EXCERPTED DATA START
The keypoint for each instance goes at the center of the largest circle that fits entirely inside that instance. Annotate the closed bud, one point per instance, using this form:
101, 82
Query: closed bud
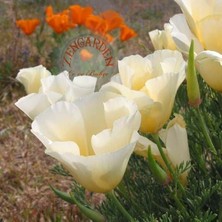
193, 90
159, 174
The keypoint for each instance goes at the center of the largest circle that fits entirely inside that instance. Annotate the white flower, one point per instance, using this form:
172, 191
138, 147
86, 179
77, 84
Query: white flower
201, 21
152, 83
93, 137
176, 143
53, 89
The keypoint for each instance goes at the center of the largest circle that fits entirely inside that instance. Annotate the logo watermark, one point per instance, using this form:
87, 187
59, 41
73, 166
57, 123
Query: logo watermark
89, 55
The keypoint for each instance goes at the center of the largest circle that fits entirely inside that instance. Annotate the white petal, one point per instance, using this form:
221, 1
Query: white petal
116, 78
177, 145
142, 147
166, 61
33, 104
83, 85
98, 173
211, 31
209, 64
119, 136
134, 70
140, 98
56, 87
62, 122
117, 108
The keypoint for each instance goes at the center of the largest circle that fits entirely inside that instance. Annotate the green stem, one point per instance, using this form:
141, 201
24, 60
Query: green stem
180, 205
206, 132
120, 207
166, 161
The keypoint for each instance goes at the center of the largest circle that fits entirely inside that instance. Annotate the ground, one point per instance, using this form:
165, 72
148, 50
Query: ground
24, 168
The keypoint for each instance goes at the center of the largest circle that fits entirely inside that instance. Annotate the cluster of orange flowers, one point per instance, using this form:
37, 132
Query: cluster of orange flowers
77, 15
28, 26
EXCERPTED DATA END
- [PROBLEM] If a line in the data above holds the string "inside", report that line.

- [OUTPUT BELOW]
The keypoint for each instance goes at the center of the largest circle that fits entirely inside that instance. Annotate the closed bud, one point per instance, using this form:
The keypoint for each instance goes at the center of the largest circle that fits entirely inside that instance. Annotate the white flower, one point per instance, using this form:
The keypoint for each instance goes at the center of the largest circle that fits entirely inside that instance. Annotate the logo watermark, one point per instance, using this form:
The keypoint for each instance goes at the center of the largest circle that fits entirely inside that instance. Annotate the white petal, one point per instance, using this form:
The keypoint for each instance goes at the center of the largest circle that fits entirely inside that instance. Annotate the green stem, one point per instance, using this form:
The keypoint for each instance goes at the center of the largest circle that fits entirely inside that instance. Annotate the ground, one point per instance, using this form:
The keypoint for each instance goes at the center of the largest circle that fits entirely inside that instance. Annotate the cluster of orange flowers, one point per instance, using this form:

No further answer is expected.